++++ MATERIAL PROVIDED ++++
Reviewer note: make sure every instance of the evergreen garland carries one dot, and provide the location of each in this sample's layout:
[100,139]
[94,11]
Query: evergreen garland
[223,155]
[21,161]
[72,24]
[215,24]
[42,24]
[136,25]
++++
PROBLEM: Your reply must repeat the entries above exactly and in full.

WRITTEN RESPONSE:
Reviewer note: make sure every instance of the evergreen garland carries one dot, and provide the location of each in this sample's layout:
[100,139]
[94,11]
Query: evergreen garland
[223,155]
[21,161]
[72,24]
[215,24]
[42,24]
[136,25]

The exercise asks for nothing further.